-- BEGIN INFORMATION SUPPLIED --

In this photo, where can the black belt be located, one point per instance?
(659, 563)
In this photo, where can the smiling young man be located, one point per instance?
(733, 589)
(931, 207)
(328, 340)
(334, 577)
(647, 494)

-- END INFORMATION SUPPLIED --

• [EXERCISE OBJECTIVE]: Please arrange every line of the items above as a numbered list, leaving out any blank lines.

• [SOLUTION]:
1. In this photo, where can the black belt be located, one point per instance?
2. (659, 563)
3. In this photo, where can the smiling young man be located, one point per instance?
4. (733, 589)
5. (931, 207)
6. (328, 340)
7. (334, 577)
8. (647, 494)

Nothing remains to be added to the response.